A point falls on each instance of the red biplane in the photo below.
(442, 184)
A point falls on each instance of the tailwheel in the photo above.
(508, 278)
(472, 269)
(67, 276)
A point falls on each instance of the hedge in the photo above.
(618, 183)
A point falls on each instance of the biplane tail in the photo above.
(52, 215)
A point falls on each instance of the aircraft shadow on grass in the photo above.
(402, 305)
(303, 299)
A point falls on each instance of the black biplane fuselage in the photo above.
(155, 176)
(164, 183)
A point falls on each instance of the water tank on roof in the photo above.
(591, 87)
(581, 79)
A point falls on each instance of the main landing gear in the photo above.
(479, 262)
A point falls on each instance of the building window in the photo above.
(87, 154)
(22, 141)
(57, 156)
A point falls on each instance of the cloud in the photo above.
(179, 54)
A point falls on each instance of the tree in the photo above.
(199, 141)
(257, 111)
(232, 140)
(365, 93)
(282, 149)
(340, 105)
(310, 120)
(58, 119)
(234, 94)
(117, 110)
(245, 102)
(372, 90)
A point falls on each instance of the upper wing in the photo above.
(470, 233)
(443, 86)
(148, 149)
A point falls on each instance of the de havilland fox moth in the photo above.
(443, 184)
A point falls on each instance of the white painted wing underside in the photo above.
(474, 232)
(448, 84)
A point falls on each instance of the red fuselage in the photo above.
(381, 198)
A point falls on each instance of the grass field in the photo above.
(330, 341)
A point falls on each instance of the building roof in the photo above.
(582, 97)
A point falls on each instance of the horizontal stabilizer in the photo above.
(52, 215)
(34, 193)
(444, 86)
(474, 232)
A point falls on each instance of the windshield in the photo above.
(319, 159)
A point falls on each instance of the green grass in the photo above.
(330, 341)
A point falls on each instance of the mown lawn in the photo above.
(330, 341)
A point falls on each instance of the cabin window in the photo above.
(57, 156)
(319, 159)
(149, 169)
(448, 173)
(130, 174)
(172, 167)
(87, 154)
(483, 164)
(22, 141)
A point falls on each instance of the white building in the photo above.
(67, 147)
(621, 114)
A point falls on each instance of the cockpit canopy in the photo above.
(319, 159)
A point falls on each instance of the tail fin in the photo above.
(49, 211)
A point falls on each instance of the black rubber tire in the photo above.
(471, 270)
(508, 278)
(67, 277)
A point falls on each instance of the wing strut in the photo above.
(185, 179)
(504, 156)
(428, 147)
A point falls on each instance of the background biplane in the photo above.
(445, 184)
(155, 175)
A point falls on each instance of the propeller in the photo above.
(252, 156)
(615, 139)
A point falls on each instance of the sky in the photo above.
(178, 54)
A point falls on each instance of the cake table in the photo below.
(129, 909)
- - - - - - -
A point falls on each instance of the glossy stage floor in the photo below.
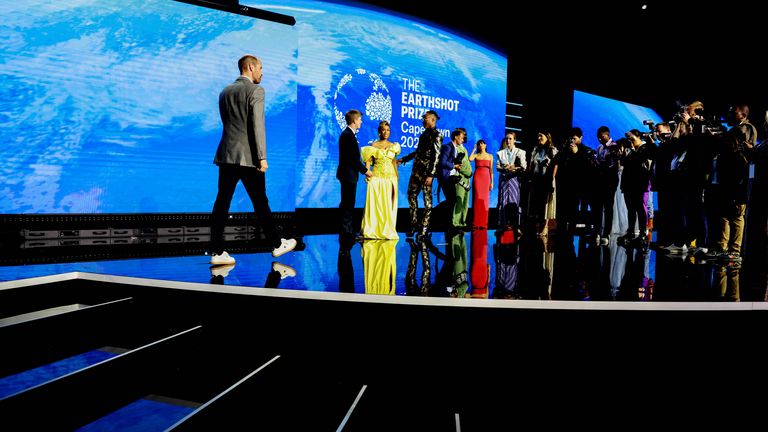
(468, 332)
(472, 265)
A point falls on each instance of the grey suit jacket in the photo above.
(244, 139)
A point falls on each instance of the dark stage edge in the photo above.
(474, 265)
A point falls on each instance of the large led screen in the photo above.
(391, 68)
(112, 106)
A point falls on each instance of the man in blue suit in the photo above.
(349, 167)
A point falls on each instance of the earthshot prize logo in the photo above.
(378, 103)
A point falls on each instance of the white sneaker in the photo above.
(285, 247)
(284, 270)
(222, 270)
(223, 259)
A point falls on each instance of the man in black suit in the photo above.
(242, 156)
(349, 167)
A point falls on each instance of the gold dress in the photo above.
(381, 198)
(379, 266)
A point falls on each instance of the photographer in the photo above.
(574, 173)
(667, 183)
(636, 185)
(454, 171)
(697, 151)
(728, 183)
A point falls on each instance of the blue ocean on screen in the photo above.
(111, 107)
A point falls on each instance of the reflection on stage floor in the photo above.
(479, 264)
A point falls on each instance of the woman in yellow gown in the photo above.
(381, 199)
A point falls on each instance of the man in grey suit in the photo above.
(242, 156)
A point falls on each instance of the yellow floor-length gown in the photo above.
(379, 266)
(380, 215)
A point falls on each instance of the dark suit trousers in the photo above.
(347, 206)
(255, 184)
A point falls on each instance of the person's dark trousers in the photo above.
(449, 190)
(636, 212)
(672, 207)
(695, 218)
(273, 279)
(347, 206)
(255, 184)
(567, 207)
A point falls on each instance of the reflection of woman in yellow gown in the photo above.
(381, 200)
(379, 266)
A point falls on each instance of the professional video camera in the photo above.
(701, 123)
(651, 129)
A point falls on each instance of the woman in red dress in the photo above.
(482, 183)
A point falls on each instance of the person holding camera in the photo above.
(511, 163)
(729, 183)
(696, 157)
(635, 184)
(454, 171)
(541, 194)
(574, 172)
- - - - - - -
* Instructions to follow *
Please collect every line in the records above that contains the word "suit".

* Solution for this task *
A point falls on each instance of the grey suit jacket in the photo above.
A point falls on each instance of the man in blue suit in the photo above.
A point falls on each instance of the man in black suit in the photo above.
A point falls on each instance of the man in grey suit in the photo above.
A point falls on each instance of the dark suit trousers in the photo above.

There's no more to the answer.